-- Passage to read --
================

An experimental obesity pill being developed by Structure Therapeutics helped lower the blood sugar levels of people with Type 2 diabetes in a clinical trial, but didn’t match the degree of weight loss observed in testing of a rival medicine.
The results disclosed Monday show that Type 2 diabetics treated with Structure’s drug in a Phase 2 trial had a statistically significant 1% reduction in blood glucose after three months of treatment, compared to placebo recipients. No serious adverse events were reported among drug recipients and only one patient on Structure’s medicine dropping out of the trial. The majority of side effects were mild to moderate, according to the company.
The results show the drug, known as GSBR-1290, “has the potential to be a best-in-class compound and a backbone” for drug regimens aimed at “large cardiometabolic [diseases],” Structure founder and CEO Raymond Stevens, said in a statement.
Yet shares of the closely watched biotechnology company lost more than half of their value on Monday, as the weight loss associated with treatment fell short of analyst expectations.

================

-- Work task --
Please return the part of the article about the obesity pill from "An experimental obesity" to "a rival medicine.", copied word for word. The records that come next are separate from the article about the obesity pill.

-- Available data --
================

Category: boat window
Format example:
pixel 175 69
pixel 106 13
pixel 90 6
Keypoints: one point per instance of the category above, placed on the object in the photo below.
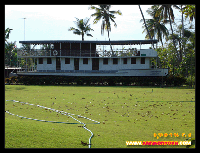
pixel 142 60
pixel 115 60
pixel 85 61
pixel 67 60
pixel 49 61
pixel 125 60
pixel 105 61
pixel 133 60
pixel 40 60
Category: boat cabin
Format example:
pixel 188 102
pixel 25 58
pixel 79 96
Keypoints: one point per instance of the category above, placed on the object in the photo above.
pixel 88 58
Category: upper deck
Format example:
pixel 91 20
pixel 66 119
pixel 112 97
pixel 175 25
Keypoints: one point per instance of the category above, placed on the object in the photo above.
pixel 75 48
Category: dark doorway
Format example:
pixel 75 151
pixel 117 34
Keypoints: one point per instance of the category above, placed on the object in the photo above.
pixel 58 65
pixel 95 64
pixel 76 63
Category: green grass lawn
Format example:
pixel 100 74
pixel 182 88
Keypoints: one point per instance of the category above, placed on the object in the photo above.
pixel 125 113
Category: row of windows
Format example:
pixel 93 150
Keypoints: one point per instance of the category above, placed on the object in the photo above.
pixel 105 61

================

-- Task response --
An experimental obesity pill being developed by Structure Therapeutics helped lower the blood sugar levels of people with Type 2 diabetes in a clinical trial, but didn’t match the degree of weight loss observed in testing of a rival medicine.